Start of RECORDS PROVIDED

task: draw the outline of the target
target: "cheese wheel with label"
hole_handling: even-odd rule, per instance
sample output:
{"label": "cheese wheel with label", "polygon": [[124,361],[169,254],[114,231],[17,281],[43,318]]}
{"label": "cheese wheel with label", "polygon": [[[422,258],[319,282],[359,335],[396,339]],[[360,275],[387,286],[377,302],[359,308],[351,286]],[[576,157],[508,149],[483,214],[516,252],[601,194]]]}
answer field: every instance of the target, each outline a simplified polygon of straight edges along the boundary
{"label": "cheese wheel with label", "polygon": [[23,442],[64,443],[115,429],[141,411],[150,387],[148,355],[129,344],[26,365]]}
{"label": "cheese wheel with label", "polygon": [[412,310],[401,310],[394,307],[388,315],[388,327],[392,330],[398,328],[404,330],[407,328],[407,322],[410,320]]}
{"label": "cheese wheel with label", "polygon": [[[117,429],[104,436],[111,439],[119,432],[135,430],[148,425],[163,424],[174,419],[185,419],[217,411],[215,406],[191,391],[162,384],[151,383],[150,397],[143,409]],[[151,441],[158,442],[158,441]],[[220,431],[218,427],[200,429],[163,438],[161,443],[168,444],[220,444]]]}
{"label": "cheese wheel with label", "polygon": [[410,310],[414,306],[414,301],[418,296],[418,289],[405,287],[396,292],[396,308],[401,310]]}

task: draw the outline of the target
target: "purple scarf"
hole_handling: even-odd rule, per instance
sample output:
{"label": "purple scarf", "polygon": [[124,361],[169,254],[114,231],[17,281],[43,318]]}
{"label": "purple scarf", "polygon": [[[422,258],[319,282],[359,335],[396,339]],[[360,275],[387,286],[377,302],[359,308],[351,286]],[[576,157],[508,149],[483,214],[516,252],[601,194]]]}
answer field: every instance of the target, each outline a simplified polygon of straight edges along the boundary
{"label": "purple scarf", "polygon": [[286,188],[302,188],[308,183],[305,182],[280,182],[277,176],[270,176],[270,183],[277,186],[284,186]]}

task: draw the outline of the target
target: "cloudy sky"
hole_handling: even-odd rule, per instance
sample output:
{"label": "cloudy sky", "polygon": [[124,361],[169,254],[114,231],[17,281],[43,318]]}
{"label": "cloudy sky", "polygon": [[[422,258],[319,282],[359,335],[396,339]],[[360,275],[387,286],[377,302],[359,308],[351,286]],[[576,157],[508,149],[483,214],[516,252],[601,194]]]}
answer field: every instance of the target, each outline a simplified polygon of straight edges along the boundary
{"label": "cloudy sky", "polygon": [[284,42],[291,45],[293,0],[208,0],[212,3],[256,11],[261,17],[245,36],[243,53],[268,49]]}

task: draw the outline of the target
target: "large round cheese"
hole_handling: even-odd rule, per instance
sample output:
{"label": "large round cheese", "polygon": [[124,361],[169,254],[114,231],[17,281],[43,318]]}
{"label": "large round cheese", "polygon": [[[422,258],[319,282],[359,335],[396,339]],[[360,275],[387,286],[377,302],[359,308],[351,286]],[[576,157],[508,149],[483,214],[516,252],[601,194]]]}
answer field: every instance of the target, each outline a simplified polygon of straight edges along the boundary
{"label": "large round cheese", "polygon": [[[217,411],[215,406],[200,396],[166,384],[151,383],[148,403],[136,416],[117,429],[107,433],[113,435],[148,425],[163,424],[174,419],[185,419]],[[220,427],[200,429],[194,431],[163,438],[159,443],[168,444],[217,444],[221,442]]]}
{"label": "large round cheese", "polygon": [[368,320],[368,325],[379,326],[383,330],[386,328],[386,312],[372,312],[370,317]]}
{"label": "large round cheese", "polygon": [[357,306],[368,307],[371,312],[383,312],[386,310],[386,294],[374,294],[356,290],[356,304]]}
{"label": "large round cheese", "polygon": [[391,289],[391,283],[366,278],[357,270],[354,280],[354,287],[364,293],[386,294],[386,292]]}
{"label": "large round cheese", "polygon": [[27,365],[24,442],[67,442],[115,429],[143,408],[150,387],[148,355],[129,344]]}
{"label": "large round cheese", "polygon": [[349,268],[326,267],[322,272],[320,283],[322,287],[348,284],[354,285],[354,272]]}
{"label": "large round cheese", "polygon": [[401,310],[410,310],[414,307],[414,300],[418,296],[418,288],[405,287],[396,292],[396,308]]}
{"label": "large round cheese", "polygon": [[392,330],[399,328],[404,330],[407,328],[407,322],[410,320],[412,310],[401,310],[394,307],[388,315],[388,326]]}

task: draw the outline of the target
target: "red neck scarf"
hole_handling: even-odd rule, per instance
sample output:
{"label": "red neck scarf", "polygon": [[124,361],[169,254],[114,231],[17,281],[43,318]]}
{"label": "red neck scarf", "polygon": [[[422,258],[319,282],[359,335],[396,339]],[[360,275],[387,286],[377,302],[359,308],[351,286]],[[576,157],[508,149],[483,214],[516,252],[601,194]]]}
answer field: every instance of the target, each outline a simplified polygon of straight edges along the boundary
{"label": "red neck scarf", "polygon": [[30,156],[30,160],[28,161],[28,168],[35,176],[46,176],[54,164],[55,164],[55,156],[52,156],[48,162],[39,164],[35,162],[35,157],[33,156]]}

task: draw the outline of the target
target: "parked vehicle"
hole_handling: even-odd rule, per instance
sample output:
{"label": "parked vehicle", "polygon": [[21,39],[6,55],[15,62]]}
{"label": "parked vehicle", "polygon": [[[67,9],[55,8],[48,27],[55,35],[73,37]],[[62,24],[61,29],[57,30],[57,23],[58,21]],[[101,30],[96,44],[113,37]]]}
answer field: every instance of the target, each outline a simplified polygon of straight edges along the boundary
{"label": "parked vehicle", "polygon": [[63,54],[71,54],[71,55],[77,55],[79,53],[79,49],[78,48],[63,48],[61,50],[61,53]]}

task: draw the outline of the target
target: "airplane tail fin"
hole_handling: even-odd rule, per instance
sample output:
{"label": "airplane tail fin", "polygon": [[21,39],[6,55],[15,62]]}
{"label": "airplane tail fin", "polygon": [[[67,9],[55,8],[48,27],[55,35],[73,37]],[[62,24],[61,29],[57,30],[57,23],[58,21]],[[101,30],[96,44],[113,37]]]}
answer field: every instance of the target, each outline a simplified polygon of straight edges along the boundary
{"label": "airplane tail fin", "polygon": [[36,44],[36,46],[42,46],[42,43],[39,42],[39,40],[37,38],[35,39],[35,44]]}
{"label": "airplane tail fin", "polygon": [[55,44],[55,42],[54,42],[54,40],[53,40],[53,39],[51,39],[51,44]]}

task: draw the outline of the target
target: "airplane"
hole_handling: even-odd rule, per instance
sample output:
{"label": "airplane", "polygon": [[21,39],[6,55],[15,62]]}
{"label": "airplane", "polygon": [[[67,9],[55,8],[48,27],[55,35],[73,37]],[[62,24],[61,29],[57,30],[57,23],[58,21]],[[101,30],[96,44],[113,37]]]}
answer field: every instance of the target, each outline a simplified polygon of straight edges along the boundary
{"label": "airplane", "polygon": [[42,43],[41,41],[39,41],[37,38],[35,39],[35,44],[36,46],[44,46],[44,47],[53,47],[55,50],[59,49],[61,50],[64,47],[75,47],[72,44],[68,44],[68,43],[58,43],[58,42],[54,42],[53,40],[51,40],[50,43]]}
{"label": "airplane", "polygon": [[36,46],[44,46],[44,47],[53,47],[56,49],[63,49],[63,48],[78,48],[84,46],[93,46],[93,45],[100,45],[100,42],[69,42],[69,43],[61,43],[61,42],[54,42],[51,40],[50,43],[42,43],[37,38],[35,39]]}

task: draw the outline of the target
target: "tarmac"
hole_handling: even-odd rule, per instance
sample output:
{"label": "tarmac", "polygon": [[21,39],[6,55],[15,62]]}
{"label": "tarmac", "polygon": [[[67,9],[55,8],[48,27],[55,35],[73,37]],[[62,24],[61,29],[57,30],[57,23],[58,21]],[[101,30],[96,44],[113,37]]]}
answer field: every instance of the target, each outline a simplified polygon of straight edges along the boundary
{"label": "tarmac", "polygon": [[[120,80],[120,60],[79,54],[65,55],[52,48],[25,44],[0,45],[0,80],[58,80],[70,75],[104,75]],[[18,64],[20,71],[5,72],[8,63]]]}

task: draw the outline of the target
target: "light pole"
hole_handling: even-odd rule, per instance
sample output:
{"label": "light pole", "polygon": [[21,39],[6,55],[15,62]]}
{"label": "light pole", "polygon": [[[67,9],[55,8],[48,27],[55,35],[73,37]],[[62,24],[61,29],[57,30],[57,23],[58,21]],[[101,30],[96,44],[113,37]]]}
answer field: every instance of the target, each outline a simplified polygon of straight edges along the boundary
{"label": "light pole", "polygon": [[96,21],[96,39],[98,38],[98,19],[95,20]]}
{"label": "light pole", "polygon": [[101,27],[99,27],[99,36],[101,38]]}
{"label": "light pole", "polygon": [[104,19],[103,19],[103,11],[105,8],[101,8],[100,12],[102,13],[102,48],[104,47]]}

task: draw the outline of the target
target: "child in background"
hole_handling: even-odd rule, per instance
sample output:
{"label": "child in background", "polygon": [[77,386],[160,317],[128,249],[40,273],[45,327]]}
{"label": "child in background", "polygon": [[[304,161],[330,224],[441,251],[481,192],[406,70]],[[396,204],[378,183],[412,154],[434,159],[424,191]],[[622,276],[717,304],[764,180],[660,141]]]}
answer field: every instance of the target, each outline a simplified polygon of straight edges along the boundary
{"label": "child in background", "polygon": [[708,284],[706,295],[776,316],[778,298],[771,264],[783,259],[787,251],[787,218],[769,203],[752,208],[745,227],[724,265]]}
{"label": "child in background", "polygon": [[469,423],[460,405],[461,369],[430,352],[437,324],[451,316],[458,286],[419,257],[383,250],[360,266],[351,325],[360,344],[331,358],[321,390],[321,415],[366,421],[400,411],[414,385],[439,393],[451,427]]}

End of RECORDS PROVIDED

### WHAT IS BEING ASKED
Report every line of the records that contains the string "pole" and copy each such line in full. Matches must have the same case.

### SOLUTION BELOW
target: "light pole"
{"label": "light pole", "polygon": [[21,39],[6,55],[15,62]]}
{"label": "light pole", "polygon": [[[67,9],[55,8],[48,27],[55,35],[73,37]],[[62,24],[61,29],[57,30],[57,23],[58,21]],[[101,30],[96,44],[113,37]]]}
{"label": "light pole", "polygon": [[96,21],[96,39],[98,38],[98,19],[95,20]]}
{"label": "light pole", "polygon": [[101,27],[99,27],[99,36],[101,38]]}
{"label": "light pole", "polygon": [[104,19],[103,19],[103,11],[105,8],[101,8],[100,12],[102,13],[102,48],[104,47]]}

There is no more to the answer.